B. If shares of the Trust are eligible for exchange
with shares of any other investment company, the T/A, in
accordance with the then current prospectus and statement of
additional information and exchange rules of the Trust and such
other investment company, or such other investment company's
transfer agent, shall review and approve all exchange requests
and shall, on behalf of the Trust's shareholders, process such
approved exchange requests.
C. The T/A shall notify the Trust and the Custodian
on each business day of the amount of cash required to meet
payments made pursuant to the provisions of this Paragraph 11,
and, on the basis of such notice, the Trust shall instruct the
Custodian to make available from time to time sufficient funds
therefor in the appropriate account of the Trust. Procedures for
effecting redemption orders accepted from shareholders or dealers
of record by telephone or other methods shall be established by
mutual agreement between the T/A and the Trust consistent with
the then current prospectus and statement of additional
information.
D. The authority of the T/A to perform its
responsibilities under Xxxxxxxxx 0, Xxxxxxxxx 9 and this
Paragraph 11 shall be suspended upon receipt of notification by
it of the suspension of the determination of the Trust's net
asset value.
12. AUTOMATIC WITHDRAWAL PLANS.
The T/A will process automatic withdrawal orders
pursuant to the provisions of the withdrawal plans duly executed
by shareholders and the current prospectus and statement of
additional information of the Trust. Payments upon such
withdrawal order shall be made by the T/A from the appropriate
account maintained by the Trust with the Custodian on
approximately the last business day of each month in which a
payment has been requested, and the T/A will withdraw from a
shareholder's account and present for repurchase or redemption as
many shares as shall be sufficient to make such withdrawal
payment pursuant to the provisions of the shareholder's
withdrawal plan and the current prospectus and statement of
additional information of the Trust. From time to time on new
automatic withdrawal plans a check for payment date already past
may be issued upon request by the shareholder.
13. WIRE-ORDER PURCHASES.
The T/A will send written confirmations to the
dealers of record containing all details of the wire-order
purchases placed by each such dealer by the close of business on
the business day following receipt of such orders by the T/A.

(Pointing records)
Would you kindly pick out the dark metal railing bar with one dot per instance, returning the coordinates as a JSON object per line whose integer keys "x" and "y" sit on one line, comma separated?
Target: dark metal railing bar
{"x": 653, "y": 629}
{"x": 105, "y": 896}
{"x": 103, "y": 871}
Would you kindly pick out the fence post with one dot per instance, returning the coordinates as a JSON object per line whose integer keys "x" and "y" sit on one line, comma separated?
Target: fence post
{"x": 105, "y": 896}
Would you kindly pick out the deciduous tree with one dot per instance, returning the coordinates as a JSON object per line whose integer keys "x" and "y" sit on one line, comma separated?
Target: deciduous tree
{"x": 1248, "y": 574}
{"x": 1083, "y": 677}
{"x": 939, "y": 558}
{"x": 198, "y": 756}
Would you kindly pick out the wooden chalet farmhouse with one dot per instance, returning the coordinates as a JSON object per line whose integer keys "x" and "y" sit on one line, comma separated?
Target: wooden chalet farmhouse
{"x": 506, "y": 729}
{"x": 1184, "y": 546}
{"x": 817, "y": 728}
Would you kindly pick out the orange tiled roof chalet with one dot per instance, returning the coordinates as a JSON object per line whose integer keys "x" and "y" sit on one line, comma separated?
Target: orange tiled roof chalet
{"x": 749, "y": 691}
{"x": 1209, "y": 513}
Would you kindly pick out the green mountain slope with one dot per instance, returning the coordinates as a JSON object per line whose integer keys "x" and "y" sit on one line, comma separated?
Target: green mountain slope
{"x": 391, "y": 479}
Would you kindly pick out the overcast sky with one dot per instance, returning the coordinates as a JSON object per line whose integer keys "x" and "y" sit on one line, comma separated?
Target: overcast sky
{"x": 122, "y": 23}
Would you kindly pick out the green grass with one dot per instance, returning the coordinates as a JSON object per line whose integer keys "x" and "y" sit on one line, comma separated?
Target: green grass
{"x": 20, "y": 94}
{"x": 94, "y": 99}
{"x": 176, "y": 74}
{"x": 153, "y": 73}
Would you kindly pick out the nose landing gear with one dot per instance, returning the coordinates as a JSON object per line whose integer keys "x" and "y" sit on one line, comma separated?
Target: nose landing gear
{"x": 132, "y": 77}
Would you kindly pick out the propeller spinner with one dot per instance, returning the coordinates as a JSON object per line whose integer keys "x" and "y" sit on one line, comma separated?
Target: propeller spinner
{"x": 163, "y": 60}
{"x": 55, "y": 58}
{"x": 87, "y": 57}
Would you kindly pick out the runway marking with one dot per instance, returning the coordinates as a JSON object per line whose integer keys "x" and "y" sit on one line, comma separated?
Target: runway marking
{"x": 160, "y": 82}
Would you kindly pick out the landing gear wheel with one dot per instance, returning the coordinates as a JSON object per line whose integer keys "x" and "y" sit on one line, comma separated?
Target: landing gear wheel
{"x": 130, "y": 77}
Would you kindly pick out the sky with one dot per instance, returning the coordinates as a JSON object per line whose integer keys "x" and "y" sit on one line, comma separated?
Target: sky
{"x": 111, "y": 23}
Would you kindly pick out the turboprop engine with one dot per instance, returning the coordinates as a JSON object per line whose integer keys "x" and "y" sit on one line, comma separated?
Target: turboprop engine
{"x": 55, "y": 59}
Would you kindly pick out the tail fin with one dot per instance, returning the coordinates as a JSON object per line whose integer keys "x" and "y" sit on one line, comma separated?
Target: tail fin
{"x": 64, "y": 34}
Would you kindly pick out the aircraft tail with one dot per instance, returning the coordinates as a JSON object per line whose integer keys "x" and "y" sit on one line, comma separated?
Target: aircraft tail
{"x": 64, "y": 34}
...
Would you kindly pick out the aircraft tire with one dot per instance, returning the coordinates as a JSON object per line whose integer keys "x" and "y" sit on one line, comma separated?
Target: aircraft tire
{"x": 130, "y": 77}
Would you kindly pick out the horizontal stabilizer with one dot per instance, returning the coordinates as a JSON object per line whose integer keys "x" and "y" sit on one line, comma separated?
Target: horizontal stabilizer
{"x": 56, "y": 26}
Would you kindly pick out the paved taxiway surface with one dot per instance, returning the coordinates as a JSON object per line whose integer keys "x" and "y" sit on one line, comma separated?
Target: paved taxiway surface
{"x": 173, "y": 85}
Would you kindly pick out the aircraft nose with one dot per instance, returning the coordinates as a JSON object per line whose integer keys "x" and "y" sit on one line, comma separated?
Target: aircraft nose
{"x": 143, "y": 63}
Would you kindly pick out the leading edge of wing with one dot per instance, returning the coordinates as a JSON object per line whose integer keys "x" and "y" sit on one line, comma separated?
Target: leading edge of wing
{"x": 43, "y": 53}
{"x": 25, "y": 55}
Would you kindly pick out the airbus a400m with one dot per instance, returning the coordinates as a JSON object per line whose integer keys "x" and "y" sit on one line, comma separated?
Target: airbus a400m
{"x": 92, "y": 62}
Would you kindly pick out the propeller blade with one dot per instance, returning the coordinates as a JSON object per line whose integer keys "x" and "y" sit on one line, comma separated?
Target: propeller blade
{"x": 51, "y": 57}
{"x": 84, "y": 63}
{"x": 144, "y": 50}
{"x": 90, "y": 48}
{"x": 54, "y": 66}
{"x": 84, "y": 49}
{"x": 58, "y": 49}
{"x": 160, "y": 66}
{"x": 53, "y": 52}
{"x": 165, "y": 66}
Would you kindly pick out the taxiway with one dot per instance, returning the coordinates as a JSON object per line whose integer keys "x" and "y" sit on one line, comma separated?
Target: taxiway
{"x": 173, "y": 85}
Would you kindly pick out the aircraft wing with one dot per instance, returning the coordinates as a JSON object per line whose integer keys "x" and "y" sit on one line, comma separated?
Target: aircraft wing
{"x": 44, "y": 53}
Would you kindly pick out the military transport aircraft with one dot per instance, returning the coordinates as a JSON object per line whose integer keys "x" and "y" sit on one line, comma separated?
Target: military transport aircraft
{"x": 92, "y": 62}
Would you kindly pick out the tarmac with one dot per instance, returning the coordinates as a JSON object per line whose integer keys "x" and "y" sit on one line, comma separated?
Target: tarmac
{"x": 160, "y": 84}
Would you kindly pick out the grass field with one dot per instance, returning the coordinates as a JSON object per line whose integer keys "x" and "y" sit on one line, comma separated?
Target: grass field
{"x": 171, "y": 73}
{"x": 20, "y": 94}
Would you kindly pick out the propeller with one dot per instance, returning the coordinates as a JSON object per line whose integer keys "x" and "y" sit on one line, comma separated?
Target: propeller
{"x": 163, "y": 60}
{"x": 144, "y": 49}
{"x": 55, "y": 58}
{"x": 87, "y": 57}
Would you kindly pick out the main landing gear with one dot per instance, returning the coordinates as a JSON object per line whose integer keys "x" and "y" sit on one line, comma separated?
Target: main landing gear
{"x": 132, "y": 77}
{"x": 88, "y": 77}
==
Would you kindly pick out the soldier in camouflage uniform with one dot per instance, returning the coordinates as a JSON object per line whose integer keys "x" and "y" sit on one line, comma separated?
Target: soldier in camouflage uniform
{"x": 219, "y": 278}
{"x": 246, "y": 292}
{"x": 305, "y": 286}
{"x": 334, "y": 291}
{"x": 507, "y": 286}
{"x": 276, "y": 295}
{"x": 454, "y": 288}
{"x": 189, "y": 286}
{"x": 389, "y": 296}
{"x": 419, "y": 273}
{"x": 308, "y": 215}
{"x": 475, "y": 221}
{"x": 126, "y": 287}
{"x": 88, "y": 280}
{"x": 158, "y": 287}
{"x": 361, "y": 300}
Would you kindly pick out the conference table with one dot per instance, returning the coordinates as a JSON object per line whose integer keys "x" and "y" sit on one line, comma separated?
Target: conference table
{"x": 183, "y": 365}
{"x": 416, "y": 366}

> _Required actions_
- 1) Answer these questions about the transfer agent text, giving each answer on its own line marked to match:
(a) On each business day, which parties does the T/A notify of the amount of cash required to meet payments?
(b) On approximately what day are payments upon automatic withdrawal orders made?
(c) To whom does the T/A send written confirmations of wire-order purchases?
- 2) Pick up the transfer agent text after its last sentence and write the next part in the same style.

> _Task-by-task answers_
- 1)
(a) The Trust and the Custodian.
(b) Approximately the last business day of each month in which a payment has been requested.
(c) The dealers of record.

- 2)
Upon receipt of any check drawn or endorsed to the Trust (or the
T/A, as agent) or otherwise identified as being payment of an
outstanding wire-order, the T/A will stamp said check with the
date of its receipt and deposit the amount represented by such
check to the T/A's deposit accounts maintained with the
Custodian. The T/A will cause the Custodian to transfer federal
funds in an amount equal to the net asset value of the shares so
purchased to the Trust's account with the Custodian, and will
notify the Trust before noon of each business day of the total
amount deposited in the Trust's deposit accounts, and in the
event that payment for a purchase order is not received by the
T/A or the Custodian on the tenth business day following receipt
of the order, prepare an NASD "notice of failure of dealer to
make payment."
14. OTHER PLANS.
The T/A will process such group programs and other
plans or programs for investing in shares of the Trust as are now
provided for in the Trust's current prospectus and statement of
additional information and will act as plan agent for
shareholders pursuant to the terms of such plans and programs
duly executed by such shareholders.
15. RECORDKEEPING AND OTHER INFORMATION.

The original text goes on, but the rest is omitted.